▸ **EXCERPT**:
Mullen said the report confirms her son was not being seen by medical personnel, but rather was being helped by his fellow SEAL candidates.

She said the report confirmed that when emergency medical help was called for one of the other trainees who was having trouble breathing, when they saw her son become unresponsive, they then took him to the hospital, where he was pronounced dead.

Mullen says her son should have been taken to the hospital immediately after he began to exhibit breathing problems. "He should have been intubated (for breathing) and given intravenous antibiotics," she said.

She said the Pacific water the trainees were in "was the coldest it had ever been" The surf immersion training is known as "surf torture," she said.

She wants Congress to look into why trainees considered "the elite," she said, need to be put in such extreme physical danger. And she wants to know why there isn't more accountability on the part of Navy personnel for serious injury, and, as in the case of Kyle, death among trainees.

▸ **STORED DATA**:
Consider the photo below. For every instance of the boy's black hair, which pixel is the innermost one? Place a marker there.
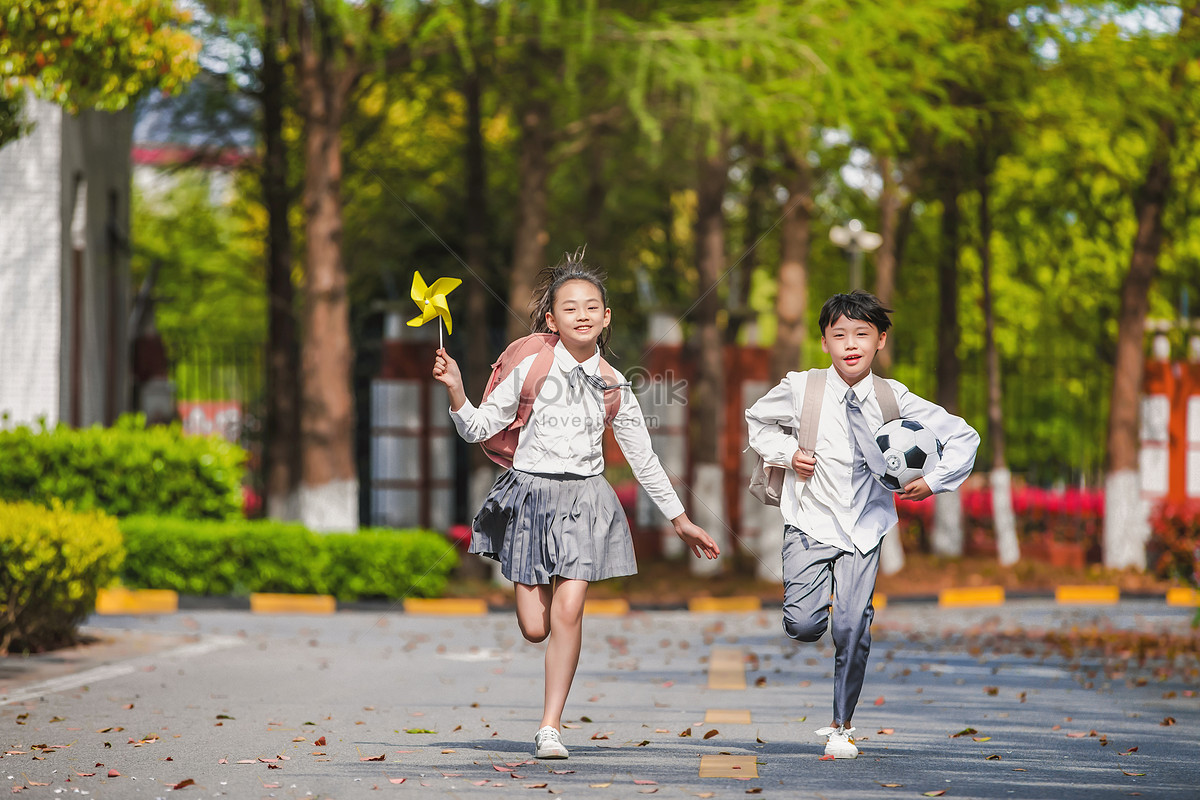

▸ **ACTIVITIES**:
- A) From the excerpt about the SEAL trainee's death, reproduce the passage starting at "She wants Congress" and ending at "death among trainees.".
- B) In the excerpt about the SEAL trainee's death, what is the surf immersion training known as?
- C) Continue the excerpt about the SEAL trainee's death from the point where it stops.

▸ **RESPONSES IN ORDER**:
- A)
She wants Congress to look into why trainees considered "the elite," she said, need to be put in such extreme physical danger. And she wants to know why there isn't more accountability on the part of Navy personnel for serious injury, and, as in the case of Kyle, death among trainees.

- B) It is known as "surf torture."

- C)
The investigation into Kyle Mullen's death by the Naval Criminal Investigative Service, or NCIS, is "under review" as of last week, she has learned.

In a coincidence she said she found disturbing, she received a condolence card from President Biden the same day as the report was mailed to her. "It's been more than four months," she said.

Regina Mullen and her sons T.J. and Kyle grew up in Manalapan, where Regina Mullen still lives.

"Everybody loved my son," she has said in a past interview, "and I'm just overwhelmed by the the amount of people whose lives he touched."

Regina Mullen raised her sons as an independent mother, who trained to be a nurse in her 40s and took jobs to make ends meet after her divorce. She felt emotionally able to return to work in May. Her son T.J. recently married.

She has enlisted the help of Rep. Andy Kim, D-N.J., to explore holding hearings on what is known as the Feres Doctrine from 1950 that prevents members of the armed forces who are injured in active duty from suing the federal government.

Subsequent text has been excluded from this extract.